A GP says patients are presenting with mental health problems because of stress they feel over their levels of personal debt.

According to Citizens Advice, north-east England has the second highest number of people who require professional assistance with debt problems – only London is higher.

Debt charity StepChange said in 2024 the highest concentration of their clients were in the North East, with 37 clients per 10,000 adults.

Dr Kamlesh Sreekissoon, who works as a GP in North Tyneside, said people were juggling “three or four jobs” in the build up to Christmas in order to manage and subsequently struggling with their mental health.

The most common reason for personal debt as reported by Stepchange’s North East clients is a rise in the cost of living (19.3%) and a lack of control over finances (19%).

Both these statistics outstrip the UK figures of 17.7% and 17.9% respectively.

Citizens Advice said thousands of people were falling deeper into debt to meet the cost of basic essentials such as food and fuel, rather than luxuries, but that people also felt under pressure to provide for Christmas.

Dr Sreekissoon said the stress caused by the debt people faced was compounded by issues relating to their family situations.

“At this time of year you will see people juggling three or four jobs, also after caring for elderly relatives, parents, [they’re] stressed out and unfortunately struggling with their mental health,” said Dr Sreekissoon.

He said the debt his patients described was not caused by buying unnecessary things, but by simply struggling to make ends meet.

“It’s more the basics,” he said. “I see people taking on working long hours, doing two or three jobs, and just being kind of stretched out, not being able to see their kids, and that just burns people out which is really sad to see”.

•••

[WHAT TO DO]:
1. Retype the passage of the debt article between "According to Citizens" and "and 17.9% respectively.", inclusive.
2. In the debt article, how many StepChange clients per 10,000 adults were in the North East in 2024?

[DATA PROVIDED]:
•••

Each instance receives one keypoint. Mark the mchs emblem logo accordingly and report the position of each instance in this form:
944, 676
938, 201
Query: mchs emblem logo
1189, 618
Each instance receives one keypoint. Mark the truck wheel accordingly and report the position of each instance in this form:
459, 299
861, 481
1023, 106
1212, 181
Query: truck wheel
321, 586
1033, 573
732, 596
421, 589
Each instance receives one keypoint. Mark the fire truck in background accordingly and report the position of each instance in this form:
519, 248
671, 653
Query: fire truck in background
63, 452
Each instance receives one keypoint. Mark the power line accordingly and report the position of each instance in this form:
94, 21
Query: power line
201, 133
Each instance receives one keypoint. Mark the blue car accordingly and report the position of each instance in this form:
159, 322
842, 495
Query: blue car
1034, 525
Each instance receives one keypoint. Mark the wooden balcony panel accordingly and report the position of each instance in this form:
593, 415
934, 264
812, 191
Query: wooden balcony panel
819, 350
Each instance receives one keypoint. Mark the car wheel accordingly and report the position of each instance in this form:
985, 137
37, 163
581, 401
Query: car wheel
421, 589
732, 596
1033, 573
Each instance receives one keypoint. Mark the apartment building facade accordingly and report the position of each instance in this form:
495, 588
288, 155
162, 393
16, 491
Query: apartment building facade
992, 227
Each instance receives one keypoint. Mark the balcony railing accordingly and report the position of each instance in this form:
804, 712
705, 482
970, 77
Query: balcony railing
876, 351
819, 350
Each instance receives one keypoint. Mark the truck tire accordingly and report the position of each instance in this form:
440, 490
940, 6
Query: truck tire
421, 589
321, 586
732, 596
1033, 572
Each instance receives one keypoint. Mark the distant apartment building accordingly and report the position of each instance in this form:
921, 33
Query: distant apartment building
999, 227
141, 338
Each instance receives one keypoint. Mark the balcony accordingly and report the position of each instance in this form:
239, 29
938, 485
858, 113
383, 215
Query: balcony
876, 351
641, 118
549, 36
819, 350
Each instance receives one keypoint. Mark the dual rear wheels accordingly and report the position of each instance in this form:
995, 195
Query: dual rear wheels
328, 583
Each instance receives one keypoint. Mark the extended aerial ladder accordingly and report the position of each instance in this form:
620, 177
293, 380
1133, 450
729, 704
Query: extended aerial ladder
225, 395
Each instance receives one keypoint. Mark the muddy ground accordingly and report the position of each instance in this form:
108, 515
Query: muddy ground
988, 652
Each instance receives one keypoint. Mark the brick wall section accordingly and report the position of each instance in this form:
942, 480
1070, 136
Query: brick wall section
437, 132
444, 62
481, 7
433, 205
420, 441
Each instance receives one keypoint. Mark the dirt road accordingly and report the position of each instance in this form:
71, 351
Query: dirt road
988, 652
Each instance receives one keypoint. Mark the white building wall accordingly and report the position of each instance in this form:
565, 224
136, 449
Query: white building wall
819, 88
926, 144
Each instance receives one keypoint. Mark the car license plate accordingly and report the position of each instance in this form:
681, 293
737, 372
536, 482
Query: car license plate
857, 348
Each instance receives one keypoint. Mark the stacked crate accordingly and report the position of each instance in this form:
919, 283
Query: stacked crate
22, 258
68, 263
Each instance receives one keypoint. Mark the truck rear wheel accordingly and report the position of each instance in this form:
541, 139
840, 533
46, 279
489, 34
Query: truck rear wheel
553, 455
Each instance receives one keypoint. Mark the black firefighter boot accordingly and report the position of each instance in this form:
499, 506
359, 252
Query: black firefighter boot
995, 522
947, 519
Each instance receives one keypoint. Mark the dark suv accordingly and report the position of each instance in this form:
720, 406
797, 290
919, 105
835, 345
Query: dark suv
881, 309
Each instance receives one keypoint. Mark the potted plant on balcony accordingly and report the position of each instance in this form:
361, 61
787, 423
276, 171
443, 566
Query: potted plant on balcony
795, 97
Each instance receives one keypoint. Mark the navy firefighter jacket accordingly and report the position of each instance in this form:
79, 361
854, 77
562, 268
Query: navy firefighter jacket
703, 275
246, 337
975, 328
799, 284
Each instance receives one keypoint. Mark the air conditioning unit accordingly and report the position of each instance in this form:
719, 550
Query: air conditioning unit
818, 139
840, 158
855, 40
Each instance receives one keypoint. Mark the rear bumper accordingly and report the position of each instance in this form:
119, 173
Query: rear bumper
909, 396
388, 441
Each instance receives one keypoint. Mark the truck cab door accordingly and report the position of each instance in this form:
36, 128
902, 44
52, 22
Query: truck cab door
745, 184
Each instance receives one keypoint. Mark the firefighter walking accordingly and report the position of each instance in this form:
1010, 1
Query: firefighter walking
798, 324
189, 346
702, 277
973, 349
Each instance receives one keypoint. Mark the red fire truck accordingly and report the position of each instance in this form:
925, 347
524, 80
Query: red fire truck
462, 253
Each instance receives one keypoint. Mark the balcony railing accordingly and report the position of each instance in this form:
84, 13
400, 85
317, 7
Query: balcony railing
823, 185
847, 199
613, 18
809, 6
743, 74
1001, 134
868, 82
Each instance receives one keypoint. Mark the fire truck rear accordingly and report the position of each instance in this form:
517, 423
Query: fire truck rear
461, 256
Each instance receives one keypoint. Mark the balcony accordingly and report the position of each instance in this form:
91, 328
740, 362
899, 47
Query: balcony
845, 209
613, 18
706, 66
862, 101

•••

[LIST OF SOLUTIONS]:
1.
According to Citizens Advice, north-east England has the second highest number of people who require professional assistance with debt problems – only London is higher.

Debt charity StepChange said in 2024 the highest concentration of their clients were in the North East, with 37 clients per 10,000 adults.

Dr Kamlesh Sreekissoon, who works as a GP in North Tyneside, said people were juggling “three or four jobs” in the build up to Christmas in order to manage and subsequently struggling with their mental health.

The most common reason for personal debt as reported by Stepchange’s North East clients is a rise in the cost of living (19.3%) and a lack of control over finances (19%).

Both these statistics outstrip the UK figures of 17.7% and 17.9% respectively.

2. 37